[start of RECORDED INFORMATION]

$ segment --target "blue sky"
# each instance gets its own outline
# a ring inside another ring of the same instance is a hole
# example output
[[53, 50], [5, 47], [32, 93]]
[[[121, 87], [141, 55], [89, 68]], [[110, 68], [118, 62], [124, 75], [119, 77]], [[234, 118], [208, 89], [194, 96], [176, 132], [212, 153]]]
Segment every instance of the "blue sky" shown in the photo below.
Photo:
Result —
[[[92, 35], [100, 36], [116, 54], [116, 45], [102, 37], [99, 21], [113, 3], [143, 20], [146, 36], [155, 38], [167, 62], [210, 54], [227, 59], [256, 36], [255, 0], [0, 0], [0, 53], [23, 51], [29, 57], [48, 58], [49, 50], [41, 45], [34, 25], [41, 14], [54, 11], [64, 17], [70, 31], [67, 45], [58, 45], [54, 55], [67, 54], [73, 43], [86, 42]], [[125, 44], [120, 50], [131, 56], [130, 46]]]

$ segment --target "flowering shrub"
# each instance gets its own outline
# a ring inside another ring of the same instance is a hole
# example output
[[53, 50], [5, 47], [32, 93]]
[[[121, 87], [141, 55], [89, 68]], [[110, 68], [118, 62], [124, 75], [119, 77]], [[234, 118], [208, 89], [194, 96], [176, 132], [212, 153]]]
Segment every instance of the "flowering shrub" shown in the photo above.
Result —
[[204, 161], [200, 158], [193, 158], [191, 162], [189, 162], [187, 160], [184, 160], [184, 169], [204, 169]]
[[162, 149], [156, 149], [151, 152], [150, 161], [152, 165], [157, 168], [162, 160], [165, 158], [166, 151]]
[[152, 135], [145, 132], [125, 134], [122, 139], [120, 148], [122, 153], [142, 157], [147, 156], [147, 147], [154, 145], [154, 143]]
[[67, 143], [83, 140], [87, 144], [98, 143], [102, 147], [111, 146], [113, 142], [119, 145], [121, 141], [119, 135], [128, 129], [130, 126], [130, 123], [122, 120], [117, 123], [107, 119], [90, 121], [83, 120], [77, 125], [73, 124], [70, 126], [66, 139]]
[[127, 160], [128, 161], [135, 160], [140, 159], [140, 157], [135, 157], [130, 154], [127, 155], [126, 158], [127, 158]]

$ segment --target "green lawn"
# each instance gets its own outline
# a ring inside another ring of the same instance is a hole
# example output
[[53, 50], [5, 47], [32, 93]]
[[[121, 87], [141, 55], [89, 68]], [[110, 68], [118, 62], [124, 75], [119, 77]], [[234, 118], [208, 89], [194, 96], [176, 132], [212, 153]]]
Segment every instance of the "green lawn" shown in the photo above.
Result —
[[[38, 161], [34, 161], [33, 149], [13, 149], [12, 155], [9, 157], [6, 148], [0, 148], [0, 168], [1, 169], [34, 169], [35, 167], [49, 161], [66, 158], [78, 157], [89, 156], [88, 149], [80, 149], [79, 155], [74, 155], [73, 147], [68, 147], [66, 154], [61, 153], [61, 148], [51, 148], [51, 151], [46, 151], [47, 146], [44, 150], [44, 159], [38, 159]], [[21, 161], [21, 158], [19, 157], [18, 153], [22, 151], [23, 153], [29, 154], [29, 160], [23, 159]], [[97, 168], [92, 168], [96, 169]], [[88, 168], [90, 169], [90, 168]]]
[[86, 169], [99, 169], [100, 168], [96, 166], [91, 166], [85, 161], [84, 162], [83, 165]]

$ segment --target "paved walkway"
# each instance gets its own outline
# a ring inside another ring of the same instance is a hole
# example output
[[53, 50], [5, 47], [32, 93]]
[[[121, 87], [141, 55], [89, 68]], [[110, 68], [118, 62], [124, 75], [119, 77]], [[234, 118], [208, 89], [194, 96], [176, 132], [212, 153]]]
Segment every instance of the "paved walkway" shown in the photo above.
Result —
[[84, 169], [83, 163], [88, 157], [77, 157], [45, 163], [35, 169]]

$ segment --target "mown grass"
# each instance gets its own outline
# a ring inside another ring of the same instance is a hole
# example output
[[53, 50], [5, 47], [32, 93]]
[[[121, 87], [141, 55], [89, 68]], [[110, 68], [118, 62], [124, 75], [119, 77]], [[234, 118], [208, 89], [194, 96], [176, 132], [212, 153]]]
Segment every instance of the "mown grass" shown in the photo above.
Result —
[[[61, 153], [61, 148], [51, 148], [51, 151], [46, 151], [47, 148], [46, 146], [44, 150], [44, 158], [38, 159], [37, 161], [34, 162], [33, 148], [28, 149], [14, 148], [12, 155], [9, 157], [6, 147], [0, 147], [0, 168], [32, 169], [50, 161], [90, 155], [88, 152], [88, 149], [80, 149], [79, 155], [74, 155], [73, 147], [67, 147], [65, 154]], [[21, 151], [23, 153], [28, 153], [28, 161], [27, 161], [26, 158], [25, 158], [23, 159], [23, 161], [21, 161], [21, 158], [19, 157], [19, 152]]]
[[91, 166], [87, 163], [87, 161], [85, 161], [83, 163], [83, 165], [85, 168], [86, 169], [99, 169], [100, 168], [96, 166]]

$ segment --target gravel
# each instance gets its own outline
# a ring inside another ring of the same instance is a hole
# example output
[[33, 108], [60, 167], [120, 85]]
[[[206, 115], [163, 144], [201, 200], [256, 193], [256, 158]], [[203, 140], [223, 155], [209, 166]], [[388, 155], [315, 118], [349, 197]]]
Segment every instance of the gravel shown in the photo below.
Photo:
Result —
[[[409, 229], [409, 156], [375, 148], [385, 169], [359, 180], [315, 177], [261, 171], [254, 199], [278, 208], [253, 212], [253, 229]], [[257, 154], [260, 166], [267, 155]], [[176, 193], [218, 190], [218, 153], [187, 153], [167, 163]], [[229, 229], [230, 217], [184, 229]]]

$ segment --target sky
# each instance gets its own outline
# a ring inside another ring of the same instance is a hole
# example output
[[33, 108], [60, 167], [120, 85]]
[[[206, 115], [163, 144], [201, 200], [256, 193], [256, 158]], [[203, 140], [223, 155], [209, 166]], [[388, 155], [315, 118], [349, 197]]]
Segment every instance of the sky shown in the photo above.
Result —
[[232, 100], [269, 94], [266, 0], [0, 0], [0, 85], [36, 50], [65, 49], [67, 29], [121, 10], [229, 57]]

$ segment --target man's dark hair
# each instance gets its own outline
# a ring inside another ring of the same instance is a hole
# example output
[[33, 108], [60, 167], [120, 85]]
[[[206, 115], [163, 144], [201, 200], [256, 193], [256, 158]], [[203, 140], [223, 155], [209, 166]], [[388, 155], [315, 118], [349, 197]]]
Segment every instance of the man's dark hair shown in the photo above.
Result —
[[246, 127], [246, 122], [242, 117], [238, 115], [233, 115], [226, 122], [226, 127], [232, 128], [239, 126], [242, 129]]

[end of RECORDED INFORMATION]

> **WHAT YOU SHOULD DO**
Write the data back out verbatim.

> **RESULT BELOW**
$ segment --target "blue sky"
# each instance gets its own outline
# a ring inside another ring of the same instance is a hole
# example output
[[53, 50], [5, 47], [32, 93]]
[[[121, 87], [141, 55], [89, 68]], [[110, 68], [118, 62], [124, 75], [119, 77]], [[234, 118], [208, 89], [194, 96], [176, 132], [212, 153]]]
Segment every instance of the "blue sky" shown in the photo below.
Photo:
Result —
[[[92, 35], [100, 36], [116, 54], [116, 45], [102, 37], [99, 21], [113, 3], [143, 20], [146, 36], [155, 38], [167, 62], [210, 54], [227, 59], [256, 36], [255, 0], [0, 0], [0, 53], [23, 51], [29, 57], [48, 58], [49, 50], [41, 45], [34, 25], [41, 14], [54, 11], [64, 17], [70, 31], [67, 45], [58, 45], [54, 55], [67, 54], [73, 43], [86, 42]], [[125, 44], [120, 50], [131, 56], [130, 46]]]

$ segment --target "flowering shrub"
# each instance gets its own outline
# a ring inside another ring of the same instance is a hole
# example output
[[53, 50], [5, 47], [32, 93]]
[[[121, 87], [141, 55], [89, 68]], [[110, 68], [118, 62], [124, 75], [119, 77]], [[234, 118], [208, 89], [194, 96], [176, 132], [212, 153]]]
Segment every instance of the "flowering shrub" shown in the photo above.
Result —
[[204, 161], [200, 158], [193, 158], [191, 162], [189, 162], [187, 160], [184, 160], [184, 169], [204, 169]]
[[162, 149], [156, 149], [151, 152], [150, 161], [152, 165], [157, 168], [162, 160], [165, 158], [166, 151]]
[[152, 135], [145, 132], [125, 134], [122, 139], [120, 148], [122, 153], [142, 157], [147, 156], [147, 147], [154, 145], [154, 143]]
[[67, 143], [83, 140], [87, 144], [98, 143], [102, 147], [111, 146], [113, 142], [119, 145], [121, 141], [119, 135], [128, 129], [130, 126], [130, 123], [122, 120], [117, 123], [107, 119], [90, 121], [83, 120], [77, 125], [73, 124], [70, 126], [66, 139]]
[[127, 160], [128, 161], [135, 160], [140, 159], [140, 157], [135, 157], [130, 154], [127, 155], [126, 158], [127, 158]]

$ segment --target "green lawn"
# each instance gets its own outline
# a ring inside another ring of the same instance is a hole
# example output
[[53, 50], [5, 47], [32, 93]]
[[[121, 87], [141, 55], [89, 68]], [[110, 68], [118, 62], [124, 75], [119, 77]], [[234, 118], [208, 89], [194, 96], [176, 132], [212, 153]]]
Segment every instance of the "green lawn" shown in the photo above.
Result —
[[[38, 161], [34, 161], [33, 149], [13, 149], [12, 155], [9, 157], [6, 148], [0, 148], [0, 168], [1, 169], [34, 169], [35, 167], [49, 161], [66, 158], [78, 157], [89, 156], [88, 149], [80, 149], [79, 155], [74, 155], [73, 147], [68, 147], [66, 154], [61, 153], [61, 148], [51, 148], [51, 151], [46, 151], [47, 146], [44, 150], [44, 159], [38, 159]], [[21, 161], [21, 158], [19, 157], [18, 153], [22, 151], [23, 153], [29, 154], [29, 160], [23, 159]], [[97, 168], [92, 168], [96, 169]], [[88, 168], [90, 169], [90, 168]]]
[[86, 169], [99, 169], [100, 168], [96, 166], [91, 166], [85, 161], [84, 162], [83, 165]]

$ segment --target "paved walkway"
# each instance gets its own outline
# a ring inside another ring of the same instance is a hole
# example output
[[53, 50], [5, 47], [32, 93]]
[[[121, 87], [141, 55], [89, 68]], [[110, 68], [118, 62], [124, 75], [119, 77]], [[234, 118], [208, 89], [194, 96], [176, 132], [212, 153]]]
Segment every instance of the "paved walkway" shown in the photo above.
Result —
[[84, 169], [83, 163], [88, 157], [77, 157], [45, 163], [35, 169]]

$ segment --target "mown grass"
# each instance gets its own outline
# a ring inside another ring of the same instance is a hole
# example output
[[53, 50], [5, 47], [32, 93]]
[[[121, 87], [141, 55], [89, 68]], [[110, 68], [118, 62], [124, 75], [119, 77]], [[234, 118], [208, 89], [194, 96], [176, 132], [212, 153]]]
Segment every instance of the "mown grass" shown in the photo above.
Result —
[[[61, 153], [61, 148], [51, 148], [51, 151], [46, 151], [47, 148], [46, 146], [44, 150], [44, 158], [38, 159], [37, 161], [34, 162], [33, 148], [28, 149], [14, 148], [12, 155], [9, 157], [6, 147], [0, 147], [0, 168], [32, 169], [50, 161], [90, 155], [88, 152], [88, 149], [80, 149], [79, 155], [74, 155], [73, 147], [67, 147], [65, 154]], [[21, 151], [23, 153], [28, 153], [28, 161], [27, 161], [26, 158], [25, 158], [23, 159], [23, 161], [21, 161], [21, 158], [19, 157], [19, 152]]]
[[91, 166], [87, 163], [87, 161], [85, 161], [83, 163], [83, 165], [85, 168], [86, 169], [99, 169], [100, 168], [96, 166]]

$ segment --target gravel
# each instance gets its own outline
# a ring inside another ring of the same instance is a hole
# example output
[[33, 108], [60, 167], [120, 85]]
[[[206, 115], [163, 144], [201, 200], [256, 193], [256, 158]], [[203, 140], [223, 155], [209, 166]], [[388, 155], [315, 118], [349, 197]]]
Segment every instance of the gravel shown in the photo below.
Photo:
Result —
[[[409, 229], [409, 156], [375, 148], [385, 169], [359, 180], [315, 177], [261, 171], [254, 199], [278, 208], [253, 212], [253, 229]], [[257, 154], [260, 166], [267, 155]], [[176, 193], [218, 190], [218, 153], [187, 153], [167, 163]], [[229, 229], [230, 217], [184, 229]]]

$ segment --target sky
# each instance gets its own outline
# a ring inside another ring of the same instance is a hole
# example output
[[33, 108], [60, 167], [120, 85]]
[[[206, 115], [163, 144], [201, 200], [256, 193], [256, 158]], [[203, 140], [223, 155], [209, 166]], [[388, 155], [315, 118], [349, 197]]]
Segment every instance of the sky shown in the photo above.
Result —
[[232, 100], [269, 94], [266, 0], [0, 0], [0, 85], [36, 50], [65, 49], [67, 29], [121, 10], [229, 57]]

$ segment --target man's dark hair
# each instance gets its own outline
# a ring inside another ring of the same instance is a hole
# example output
[[33, 108], [60, 167], [120, 85]]
[[[206, 115], [163, 144], [201, 200], [256, 193], [256, 158]], [[203, 140], [223, 155], [209, 166]], [[388, 155], [315, 118], [349, 197]]]
Segment every instance of the man's dark hair shown in the photo above.
Result —
[[246, 127], [246, 122], [242, 117], [238, 115], [233, 115], [226, 122], [226, 127], [232, 128], [239, 126], [242, 129]]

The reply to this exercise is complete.